● **EXERCISE BRIEF**:
Can you sum up the discussion headed "LABOUR'S NIGHTMARE BEFORE CHRISTMAS" in two sentences?
**** EXTRACT PROVIDED ****
LABOUR'S NIGHTMARE BEFORE CHRISTMAS.

 
This is certainly a take. Nadhim apparently forgetting who's been in government for the last twelve years as we go into the worst winter of industrial action since the actual winter of discontent.

LABOUR'S NIGHTMARE BEFORE CHRISTMAS.



Surprised he didn't take the opportunity to actually say that because Labour isn't standing up to the Unions and that in turn striking is what Putin want's to see apparently that Labour are in fact supporting the Russian state. It really wouldn't surprise me, that man needs to be reminded of the bile that comes out of his mouth but also his own incredibly idiotic hypocritical actions and past.
 
The public sector need to watch what they wish for: yes, wages are lower that private sector counterparts, but the perks are substantial: walk into a private sector company on 35k a year and ask to match 6 months full pay sick, 42 days A/L, non compulsory redundancies and 23-30% pension schemes, and they'll look at you as if your're as crazy as playing Bonanza.

When i worked there there was talk of chipping away at the t's and c's but they left as it was. Wouldn't be a surprised if they finally start to make inroads into it. I know when i left i put a monetary amount of around 10k on losing such.
**** PROVIDED MATERIAL ****
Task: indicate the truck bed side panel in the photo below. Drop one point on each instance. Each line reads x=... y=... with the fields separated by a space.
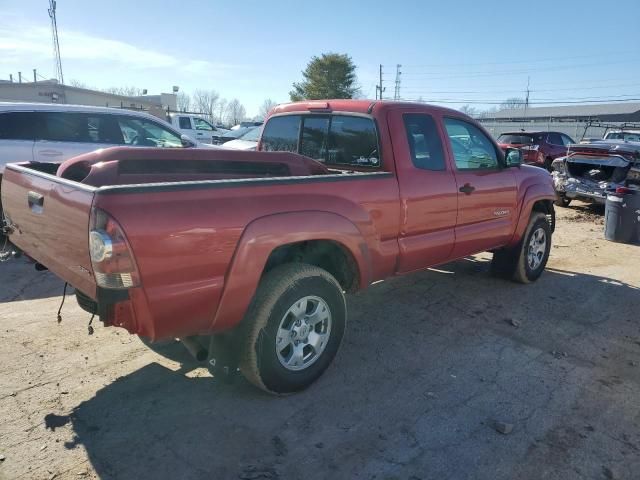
x=51 y=222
****
● **COMPLETE ANSWER**:
Nadhim is mocked for apparently forgetting who has been in government for the last twelve years as the worst winter of industrial action since the winter of discontent approaches, and he is called hypocritical. Public sector workers are also warned that, although their wages are lower than in the private sector, they have substantial perks such as six months' full sick pay, 42 days of annual leave, non-compulsory redundancies and 23–30% pension schemes, which a former worker there valued at around 10k.